### What to produce
Copy every line from the one containing "Could you please indicate the wire" through the last line of the records below, both included, and nothing else.

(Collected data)
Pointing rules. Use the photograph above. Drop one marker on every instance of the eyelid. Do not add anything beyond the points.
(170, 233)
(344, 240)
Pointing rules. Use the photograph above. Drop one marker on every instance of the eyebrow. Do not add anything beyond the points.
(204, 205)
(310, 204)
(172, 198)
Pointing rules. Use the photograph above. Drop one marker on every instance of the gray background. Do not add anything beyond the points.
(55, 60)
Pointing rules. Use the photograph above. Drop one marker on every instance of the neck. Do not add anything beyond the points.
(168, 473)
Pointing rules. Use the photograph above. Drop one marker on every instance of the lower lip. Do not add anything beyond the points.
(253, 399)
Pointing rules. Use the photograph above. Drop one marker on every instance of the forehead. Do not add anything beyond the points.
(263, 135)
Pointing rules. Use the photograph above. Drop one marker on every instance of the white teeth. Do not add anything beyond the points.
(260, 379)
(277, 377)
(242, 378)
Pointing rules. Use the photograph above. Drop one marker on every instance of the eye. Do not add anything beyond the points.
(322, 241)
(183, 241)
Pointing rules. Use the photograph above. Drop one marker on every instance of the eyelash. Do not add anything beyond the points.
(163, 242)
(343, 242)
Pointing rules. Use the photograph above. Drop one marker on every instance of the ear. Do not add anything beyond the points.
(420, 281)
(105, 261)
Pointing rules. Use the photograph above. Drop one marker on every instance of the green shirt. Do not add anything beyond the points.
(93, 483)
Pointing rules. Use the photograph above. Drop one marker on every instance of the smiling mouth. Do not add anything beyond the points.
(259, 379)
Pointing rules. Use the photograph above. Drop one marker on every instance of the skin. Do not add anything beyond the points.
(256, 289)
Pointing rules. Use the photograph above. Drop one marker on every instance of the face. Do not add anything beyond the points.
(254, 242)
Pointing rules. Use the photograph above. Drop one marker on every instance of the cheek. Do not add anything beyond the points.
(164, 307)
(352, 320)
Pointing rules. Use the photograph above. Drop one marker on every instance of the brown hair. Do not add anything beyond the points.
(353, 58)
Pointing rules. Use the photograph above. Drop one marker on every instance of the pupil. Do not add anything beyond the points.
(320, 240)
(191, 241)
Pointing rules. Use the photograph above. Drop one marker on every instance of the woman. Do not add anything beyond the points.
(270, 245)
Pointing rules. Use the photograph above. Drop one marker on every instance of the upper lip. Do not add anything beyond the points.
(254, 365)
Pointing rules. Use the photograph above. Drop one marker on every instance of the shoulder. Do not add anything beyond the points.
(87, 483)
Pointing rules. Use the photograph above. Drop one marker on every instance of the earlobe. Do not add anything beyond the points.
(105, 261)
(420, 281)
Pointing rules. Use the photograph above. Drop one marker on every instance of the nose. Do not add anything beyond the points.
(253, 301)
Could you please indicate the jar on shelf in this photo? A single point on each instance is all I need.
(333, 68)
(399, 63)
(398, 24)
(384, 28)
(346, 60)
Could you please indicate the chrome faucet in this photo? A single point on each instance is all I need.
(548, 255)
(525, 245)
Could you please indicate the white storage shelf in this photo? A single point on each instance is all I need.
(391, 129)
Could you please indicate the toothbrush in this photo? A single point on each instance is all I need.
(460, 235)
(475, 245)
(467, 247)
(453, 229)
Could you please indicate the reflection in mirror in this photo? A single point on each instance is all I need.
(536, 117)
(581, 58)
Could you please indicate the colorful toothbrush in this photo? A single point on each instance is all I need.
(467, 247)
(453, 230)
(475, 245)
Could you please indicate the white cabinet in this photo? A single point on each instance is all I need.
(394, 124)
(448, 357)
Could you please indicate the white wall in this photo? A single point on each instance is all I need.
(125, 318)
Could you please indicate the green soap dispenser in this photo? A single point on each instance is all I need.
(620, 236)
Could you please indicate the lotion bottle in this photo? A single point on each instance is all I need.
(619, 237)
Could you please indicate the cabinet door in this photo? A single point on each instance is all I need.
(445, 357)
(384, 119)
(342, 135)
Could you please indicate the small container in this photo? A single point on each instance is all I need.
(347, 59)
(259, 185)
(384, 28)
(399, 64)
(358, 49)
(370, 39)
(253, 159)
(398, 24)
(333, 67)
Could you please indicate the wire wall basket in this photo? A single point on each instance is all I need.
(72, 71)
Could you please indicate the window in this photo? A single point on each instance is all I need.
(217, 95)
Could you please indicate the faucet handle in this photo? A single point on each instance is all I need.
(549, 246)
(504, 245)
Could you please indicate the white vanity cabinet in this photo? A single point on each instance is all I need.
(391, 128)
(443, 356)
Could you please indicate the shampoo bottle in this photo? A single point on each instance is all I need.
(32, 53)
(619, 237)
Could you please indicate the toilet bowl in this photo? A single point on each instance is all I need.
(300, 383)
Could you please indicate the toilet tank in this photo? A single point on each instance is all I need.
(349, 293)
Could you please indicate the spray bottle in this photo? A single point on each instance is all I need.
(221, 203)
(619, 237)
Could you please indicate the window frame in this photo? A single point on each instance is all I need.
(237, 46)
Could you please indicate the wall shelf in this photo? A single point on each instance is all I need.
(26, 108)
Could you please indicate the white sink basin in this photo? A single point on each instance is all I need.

### Written solution
Could you please indicate the wire wall basket in this photo? A single point on each instance is all I need.
(72, 71)
Could you please indicate the window in this photo? A single point on each instance is all I need.
(217, 95)
Could you please indicate the faucet handle in this photo? A single point on each instance is all I need.
(549, 246)
(504, 245)
Could you please indicate the white vanity cabinet in this photo? A single point on each instance is all I need.
(391, 128)
(443, 356)
Could you please indicate the shampoo bottle in this photo? A single point on each instance is all I need.
(32, 53)
(619, 237)
Could you please indicate the toilet bowl in this photo? A single point on each instance is all I need.
(300, 383)
Could you please indicate the toilet tank in this photo? A single point on each instance is all I need.
(349, 293)
Could you please indicate the spray bottle in this photo? A single point on each instance is all I need.
(221, 203)
(619, 237)
Could you please indicate the window frame in this photo? A single point on each instance is all I need.
(237, 46)
Could you please indicate the wall shelf in this photo? A single point on each instance is all I need.
(26, 108)
Could you please indicate the white sink basin in this photo? A single point on each instance is all I need.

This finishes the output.